Position annotation records
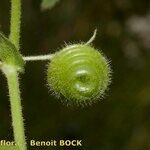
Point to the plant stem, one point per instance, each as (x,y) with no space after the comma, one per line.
(13,80)
(15,22)
(38,58)
(16,109)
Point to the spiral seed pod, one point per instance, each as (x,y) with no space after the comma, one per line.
(80,73)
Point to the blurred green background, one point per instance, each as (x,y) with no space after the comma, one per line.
(121,121)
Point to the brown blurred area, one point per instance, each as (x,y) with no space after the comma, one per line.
(121,121)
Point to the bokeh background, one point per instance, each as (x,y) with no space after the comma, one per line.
(121,121)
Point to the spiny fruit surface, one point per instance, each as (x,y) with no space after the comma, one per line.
(79,72)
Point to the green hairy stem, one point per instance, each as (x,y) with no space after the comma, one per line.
(16,110)
(12,78)
(15,22)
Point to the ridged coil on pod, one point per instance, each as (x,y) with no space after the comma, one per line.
(79,73)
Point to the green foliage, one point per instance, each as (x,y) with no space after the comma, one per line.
(48,4)
(9,54)
(80,73)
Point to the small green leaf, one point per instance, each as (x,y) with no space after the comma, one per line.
(9,148)
(9,55)
(48,4)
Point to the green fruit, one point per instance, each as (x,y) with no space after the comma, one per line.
(80,73)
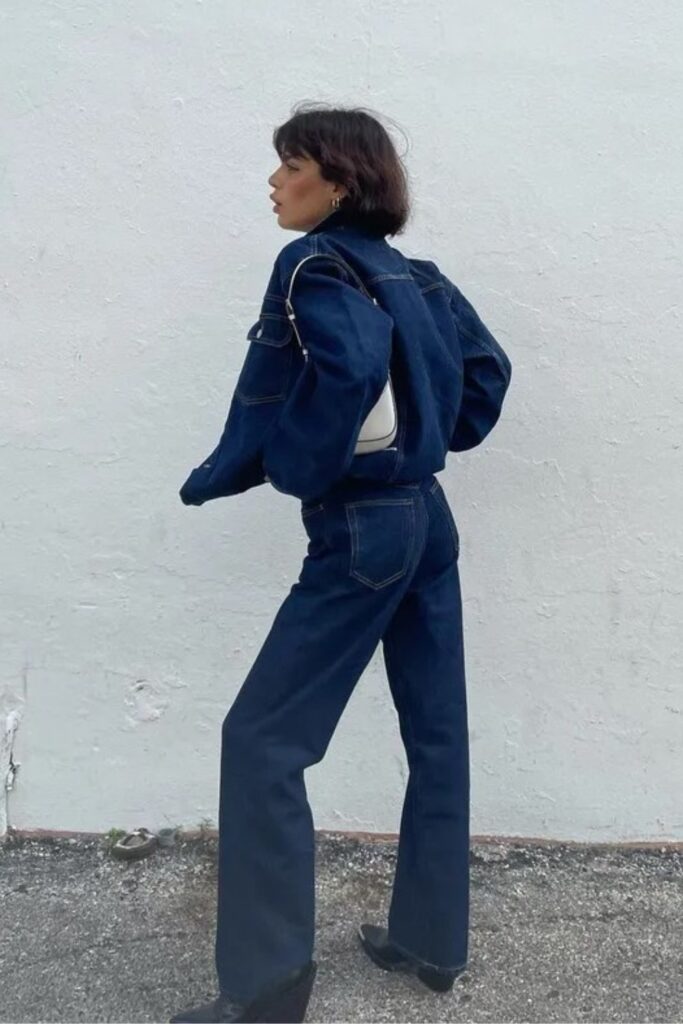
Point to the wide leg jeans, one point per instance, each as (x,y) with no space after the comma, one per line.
(381,565)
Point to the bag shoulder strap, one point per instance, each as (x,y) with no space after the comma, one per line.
(288,301)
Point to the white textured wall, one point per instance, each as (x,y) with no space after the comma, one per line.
(136,242)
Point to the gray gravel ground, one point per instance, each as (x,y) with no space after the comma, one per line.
(558,933)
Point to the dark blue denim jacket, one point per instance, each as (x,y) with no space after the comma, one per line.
(296,423)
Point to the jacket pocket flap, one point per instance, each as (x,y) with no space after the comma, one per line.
(270,329)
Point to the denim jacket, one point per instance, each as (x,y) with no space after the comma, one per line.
(295,423)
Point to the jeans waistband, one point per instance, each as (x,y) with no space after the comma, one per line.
(356,486)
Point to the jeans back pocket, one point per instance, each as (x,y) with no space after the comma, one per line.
(382,539)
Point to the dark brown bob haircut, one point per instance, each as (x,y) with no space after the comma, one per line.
(352,148)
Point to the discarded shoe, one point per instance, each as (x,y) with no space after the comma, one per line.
(376,943)
(285,1003)
(135,845)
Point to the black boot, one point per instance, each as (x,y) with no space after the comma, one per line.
(284,1003)
(375,941)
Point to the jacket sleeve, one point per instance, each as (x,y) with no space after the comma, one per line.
(486,375)
(348,338)
(232,467)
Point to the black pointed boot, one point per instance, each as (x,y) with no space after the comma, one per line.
(375,941)
(285,1003)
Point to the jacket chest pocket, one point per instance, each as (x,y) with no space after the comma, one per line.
(265,372)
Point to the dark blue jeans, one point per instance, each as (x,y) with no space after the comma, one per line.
(381,564)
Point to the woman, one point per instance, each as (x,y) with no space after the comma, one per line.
(381,564)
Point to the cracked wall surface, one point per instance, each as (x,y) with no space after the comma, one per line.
(545,159)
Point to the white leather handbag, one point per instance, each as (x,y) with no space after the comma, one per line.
(379,427)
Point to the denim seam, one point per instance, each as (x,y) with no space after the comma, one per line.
(435,491)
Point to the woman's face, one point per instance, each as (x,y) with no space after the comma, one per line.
(303,195)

> **What you have to do**
Reproduce every line of the data from the line containing "Point to the denim seam, one" through the end, requests included, and shift each answer coordinate by adding -136 to it.

> **Written answer**
Point to the denim seam, one point per instance, each as (x,y) with no space after the comma, one per line.
(299,355)
Point to the woman's face, one point per instance, each as (x,y) with no space after the comma, one per line.
(167,59)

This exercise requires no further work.